Working from the line that contains "Greenhouse-scouting request: tag the concrete core" down to the last line below, repeat each line exactly.

-- BEGIN SUPPLIED MATERIAL --

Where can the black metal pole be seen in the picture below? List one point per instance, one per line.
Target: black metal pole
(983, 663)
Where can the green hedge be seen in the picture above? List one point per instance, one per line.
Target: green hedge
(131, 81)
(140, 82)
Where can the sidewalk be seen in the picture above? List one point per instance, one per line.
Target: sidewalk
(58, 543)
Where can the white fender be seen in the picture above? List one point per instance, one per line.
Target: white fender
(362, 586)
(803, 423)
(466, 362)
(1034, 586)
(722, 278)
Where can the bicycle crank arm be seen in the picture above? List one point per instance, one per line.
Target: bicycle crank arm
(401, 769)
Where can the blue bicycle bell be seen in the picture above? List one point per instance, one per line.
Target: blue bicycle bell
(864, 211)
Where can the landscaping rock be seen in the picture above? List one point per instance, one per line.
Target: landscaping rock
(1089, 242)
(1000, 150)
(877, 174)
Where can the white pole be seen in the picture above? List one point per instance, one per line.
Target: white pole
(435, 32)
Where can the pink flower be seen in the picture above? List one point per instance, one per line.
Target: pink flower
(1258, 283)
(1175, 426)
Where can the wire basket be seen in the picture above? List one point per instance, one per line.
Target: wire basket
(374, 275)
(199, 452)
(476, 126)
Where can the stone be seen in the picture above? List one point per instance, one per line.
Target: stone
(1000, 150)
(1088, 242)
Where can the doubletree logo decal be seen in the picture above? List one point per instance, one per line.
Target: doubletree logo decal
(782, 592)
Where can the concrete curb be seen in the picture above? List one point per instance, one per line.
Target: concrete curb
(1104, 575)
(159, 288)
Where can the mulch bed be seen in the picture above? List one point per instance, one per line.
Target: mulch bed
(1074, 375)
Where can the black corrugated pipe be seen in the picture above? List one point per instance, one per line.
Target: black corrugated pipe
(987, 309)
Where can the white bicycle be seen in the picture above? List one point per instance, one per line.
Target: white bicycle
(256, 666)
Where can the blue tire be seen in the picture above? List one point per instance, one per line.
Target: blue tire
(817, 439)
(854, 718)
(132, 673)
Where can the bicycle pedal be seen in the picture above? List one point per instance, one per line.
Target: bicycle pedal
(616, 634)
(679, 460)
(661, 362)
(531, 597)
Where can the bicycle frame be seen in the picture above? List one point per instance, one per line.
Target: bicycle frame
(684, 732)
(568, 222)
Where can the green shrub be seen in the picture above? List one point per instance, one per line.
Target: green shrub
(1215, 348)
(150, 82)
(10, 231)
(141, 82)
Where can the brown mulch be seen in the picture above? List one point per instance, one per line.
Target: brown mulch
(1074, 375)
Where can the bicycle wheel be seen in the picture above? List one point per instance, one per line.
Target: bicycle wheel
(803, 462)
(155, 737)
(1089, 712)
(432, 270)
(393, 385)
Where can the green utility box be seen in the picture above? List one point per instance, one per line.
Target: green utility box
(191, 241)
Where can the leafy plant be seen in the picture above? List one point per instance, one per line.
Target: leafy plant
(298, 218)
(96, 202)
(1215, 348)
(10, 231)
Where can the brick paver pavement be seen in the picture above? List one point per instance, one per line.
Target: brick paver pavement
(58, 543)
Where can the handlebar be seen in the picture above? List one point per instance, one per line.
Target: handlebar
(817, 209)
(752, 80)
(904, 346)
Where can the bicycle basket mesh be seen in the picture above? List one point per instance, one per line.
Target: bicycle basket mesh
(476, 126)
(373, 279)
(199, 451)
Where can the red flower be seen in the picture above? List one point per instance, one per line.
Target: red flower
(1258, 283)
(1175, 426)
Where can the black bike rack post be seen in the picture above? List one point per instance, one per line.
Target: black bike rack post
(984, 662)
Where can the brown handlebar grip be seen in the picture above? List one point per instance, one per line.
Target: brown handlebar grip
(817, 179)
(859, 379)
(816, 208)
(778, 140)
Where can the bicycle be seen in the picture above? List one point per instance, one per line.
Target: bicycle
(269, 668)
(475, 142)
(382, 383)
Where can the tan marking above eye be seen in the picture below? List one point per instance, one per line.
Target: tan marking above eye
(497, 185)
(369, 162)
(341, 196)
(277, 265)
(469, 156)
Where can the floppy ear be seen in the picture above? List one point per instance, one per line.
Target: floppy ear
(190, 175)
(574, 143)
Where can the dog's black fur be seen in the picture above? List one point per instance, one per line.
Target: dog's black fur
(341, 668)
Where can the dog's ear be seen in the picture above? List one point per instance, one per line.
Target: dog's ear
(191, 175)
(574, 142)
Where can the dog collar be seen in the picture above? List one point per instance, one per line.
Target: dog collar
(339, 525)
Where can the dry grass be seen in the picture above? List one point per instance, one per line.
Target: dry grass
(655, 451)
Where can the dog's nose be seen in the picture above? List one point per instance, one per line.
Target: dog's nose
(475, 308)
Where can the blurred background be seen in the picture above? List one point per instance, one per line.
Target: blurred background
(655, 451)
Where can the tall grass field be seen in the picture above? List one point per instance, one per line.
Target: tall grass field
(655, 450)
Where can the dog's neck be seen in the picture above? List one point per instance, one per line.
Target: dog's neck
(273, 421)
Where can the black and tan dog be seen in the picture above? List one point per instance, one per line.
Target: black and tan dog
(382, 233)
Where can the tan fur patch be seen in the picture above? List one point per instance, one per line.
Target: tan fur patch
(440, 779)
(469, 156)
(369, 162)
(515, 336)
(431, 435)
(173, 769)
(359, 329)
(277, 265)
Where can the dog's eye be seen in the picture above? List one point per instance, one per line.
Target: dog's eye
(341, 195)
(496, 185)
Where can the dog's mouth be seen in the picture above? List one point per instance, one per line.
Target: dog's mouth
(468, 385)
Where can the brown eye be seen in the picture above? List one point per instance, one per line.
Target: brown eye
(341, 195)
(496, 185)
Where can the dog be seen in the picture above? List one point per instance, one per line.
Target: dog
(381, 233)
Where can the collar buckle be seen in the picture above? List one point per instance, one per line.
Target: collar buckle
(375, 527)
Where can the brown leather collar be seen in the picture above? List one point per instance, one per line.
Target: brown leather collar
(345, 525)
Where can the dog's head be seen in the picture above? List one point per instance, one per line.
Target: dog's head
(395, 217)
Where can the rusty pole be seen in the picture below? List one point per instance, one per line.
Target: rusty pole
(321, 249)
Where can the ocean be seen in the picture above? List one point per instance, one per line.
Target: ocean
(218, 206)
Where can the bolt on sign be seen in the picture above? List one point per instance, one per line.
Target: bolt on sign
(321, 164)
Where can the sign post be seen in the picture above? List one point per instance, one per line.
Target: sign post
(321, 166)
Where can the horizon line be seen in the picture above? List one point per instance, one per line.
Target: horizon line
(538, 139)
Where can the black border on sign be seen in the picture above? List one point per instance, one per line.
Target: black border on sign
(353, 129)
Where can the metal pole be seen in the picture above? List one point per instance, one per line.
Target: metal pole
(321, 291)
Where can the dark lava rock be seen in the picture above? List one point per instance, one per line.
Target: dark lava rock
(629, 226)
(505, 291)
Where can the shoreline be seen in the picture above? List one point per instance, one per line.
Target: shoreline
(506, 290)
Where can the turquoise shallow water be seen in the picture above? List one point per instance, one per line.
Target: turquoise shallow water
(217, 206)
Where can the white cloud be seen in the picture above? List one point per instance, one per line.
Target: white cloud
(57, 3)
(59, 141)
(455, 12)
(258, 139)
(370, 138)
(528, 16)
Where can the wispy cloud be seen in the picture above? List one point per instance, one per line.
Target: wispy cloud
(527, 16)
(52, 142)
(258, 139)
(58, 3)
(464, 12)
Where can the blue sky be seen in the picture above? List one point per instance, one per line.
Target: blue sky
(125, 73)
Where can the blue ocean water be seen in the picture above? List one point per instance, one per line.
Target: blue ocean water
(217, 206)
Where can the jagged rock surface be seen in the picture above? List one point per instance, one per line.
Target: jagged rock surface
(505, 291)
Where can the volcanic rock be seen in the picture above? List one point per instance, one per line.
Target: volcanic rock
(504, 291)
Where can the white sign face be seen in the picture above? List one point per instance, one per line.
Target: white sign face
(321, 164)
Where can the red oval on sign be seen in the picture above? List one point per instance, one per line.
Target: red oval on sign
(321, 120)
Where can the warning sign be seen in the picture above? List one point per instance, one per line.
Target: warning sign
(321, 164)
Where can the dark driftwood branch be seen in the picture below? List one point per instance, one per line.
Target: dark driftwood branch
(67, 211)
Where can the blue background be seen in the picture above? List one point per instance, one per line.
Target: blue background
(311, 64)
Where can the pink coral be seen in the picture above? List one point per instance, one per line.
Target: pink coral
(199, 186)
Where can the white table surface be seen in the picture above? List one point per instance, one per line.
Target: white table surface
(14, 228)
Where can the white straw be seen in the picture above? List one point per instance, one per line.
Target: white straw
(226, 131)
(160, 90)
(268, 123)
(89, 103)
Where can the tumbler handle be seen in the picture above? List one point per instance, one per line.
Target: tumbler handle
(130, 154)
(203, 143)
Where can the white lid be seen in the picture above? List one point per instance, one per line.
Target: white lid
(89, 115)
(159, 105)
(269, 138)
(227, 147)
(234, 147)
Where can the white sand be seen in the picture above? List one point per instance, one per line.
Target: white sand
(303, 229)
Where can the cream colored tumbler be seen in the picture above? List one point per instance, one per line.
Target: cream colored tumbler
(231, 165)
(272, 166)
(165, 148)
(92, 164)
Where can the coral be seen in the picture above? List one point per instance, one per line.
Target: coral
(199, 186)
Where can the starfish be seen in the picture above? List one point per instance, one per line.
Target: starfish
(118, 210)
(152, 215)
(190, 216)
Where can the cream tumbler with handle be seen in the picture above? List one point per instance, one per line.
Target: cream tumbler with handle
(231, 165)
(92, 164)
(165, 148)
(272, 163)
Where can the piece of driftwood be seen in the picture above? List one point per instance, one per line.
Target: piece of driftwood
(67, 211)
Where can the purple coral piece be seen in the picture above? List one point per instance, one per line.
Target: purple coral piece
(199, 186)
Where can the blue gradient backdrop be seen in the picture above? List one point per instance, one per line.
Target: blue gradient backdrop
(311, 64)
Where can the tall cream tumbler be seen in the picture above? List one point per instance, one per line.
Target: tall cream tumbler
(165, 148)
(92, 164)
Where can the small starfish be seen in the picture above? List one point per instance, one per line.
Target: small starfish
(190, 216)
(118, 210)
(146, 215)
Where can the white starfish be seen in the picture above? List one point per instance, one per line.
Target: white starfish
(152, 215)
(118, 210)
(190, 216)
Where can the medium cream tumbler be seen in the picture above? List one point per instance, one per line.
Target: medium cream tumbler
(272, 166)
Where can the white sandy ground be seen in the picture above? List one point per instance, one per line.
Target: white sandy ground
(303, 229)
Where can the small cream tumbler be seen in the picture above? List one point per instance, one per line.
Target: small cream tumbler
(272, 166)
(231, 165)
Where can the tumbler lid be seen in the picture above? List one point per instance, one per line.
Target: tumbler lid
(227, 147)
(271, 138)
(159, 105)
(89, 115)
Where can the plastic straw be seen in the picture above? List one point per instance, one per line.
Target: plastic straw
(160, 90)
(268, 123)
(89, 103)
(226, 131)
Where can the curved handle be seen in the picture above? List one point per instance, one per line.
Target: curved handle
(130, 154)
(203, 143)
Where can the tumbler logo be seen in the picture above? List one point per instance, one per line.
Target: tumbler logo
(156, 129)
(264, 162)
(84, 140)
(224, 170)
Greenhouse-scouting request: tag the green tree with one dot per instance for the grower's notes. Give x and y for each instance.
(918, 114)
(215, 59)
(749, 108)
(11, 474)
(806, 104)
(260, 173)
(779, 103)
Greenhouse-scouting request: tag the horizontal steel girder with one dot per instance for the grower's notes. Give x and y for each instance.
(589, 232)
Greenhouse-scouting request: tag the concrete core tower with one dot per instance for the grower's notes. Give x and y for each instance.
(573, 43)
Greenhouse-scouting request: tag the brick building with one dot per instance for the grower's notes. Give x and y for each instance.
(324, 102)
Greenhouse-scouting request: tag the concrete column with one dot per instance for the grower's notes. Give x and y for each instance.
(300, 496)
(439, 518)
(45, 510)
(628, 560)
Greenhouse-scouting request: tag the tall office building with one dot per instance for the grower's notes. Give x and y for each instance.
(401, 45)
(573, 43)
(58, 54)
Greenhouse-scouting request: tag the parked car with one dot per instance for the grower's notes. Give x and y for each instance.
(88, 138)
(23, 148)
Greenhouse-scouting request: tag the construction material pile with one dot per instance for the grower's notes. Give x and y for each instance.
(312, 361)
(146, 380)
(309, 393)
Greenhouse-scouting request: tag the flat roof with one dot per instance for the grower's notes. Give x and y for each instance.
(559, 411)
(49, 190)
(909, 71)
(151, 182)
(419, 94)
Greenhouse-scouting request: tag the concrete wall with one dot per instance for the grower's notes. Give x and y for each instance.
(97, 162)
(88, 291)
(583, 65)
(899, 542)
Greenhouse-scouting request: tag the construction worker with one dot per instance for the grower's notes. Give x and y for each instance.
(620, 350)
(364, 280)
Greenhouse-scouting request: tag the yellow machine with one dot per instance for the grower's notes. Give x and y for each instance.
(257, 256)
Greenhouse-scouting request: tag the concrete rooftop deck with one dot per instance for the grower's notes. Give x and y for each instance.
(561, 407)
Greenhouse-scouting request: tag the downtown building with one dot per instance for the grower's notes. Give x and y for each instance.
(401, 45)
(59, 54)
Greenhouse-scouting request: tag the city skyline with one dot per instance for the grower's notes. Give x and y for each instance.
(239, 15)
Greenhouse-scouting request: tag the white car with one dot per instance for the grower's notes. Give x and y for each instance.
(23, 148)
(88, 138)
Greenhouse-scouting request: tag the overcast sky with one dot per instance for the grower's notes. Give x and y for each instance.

-- END SUPPLIED MATERIAL --

§ **EXERCISE RESPONSE**
Greenhouse-scouting request: tag the concrete core tower with one dot per instance for the grower's notes. Give x and y for each instance.
(573, 43)
Greenhouse-scouting request: tag the brick building with one dot per instance for the grower's notes. Give x and y for each instance.
(324, 102)
Greenhouse-scouting request: tag the concrete column with one dot per instance for the grower's notes. Give x and y for each instance.
(300, 496)
(439, 518)
(45, 510)
(628, 560)
Greenhouse-scouting request: tag the tall office building with one dot per instance for the grower's notes. Give x and y for each instance.
(401, 45)
(573, 43)
(58, 54)
Greenhouse-scouting request: tag the parked car with one dot per instance for the grower's notes. Give x and y for each instance.
(88, 138)
(23, 148)
Greenhouse-scouting request: tag the construction material pile with one dot per instance for the grower's notes. Give x and y for each instance.
(312, 361)
(146, 380)
(309, 393)
Greenhouse-scouting request: tag the flat roof with one dot per instance for the grower's notes. Give x and y for each instance.
(559, 411)
(49, 190)
(909, 71)
(151, 182)
(419, 94)
Greenhouse-scouting request: tag the concrete wall with one dot per instance for the grower's notes. Give x and y for each instance.
(97, 162)
(88, 291)
(583, 65)
(899, 542)
Greenhouse-scouting request: tag the construction worker with one dot per instance for the grower's notes. Give x and y for each instance.
(620, 350)
(364, 280)
Greenhouse-scouting request: tag the yellow machine with one dot per instance for the grower's notes. Give x and y for each instance.
(257, 256)
Greenhouse-scouting request: tag the concrete rooftop deck with one dot per instance for the grower's notes. Give x and y for each instance.
(561, 407)
Greenhouse-scouting request: tag the downtown building with one dot per instance for the grower's notes. Give x and y for each instance.
(401, 45)
(59, 54)
Greenhouse-scouting request: tag the city skyline with one dot per instance for the grower's notes. Give x and y for each instance.
(239, 15)
Greenhouse-scouting request: tag the white car with one dot per instance for the grower's notes. Give x and y for each instance.
(23, 148)
(88, 138)
Greenhouse-scouting request: tag the overcast sky with one dot per instance for the grower's notes. Give x and y for each instance.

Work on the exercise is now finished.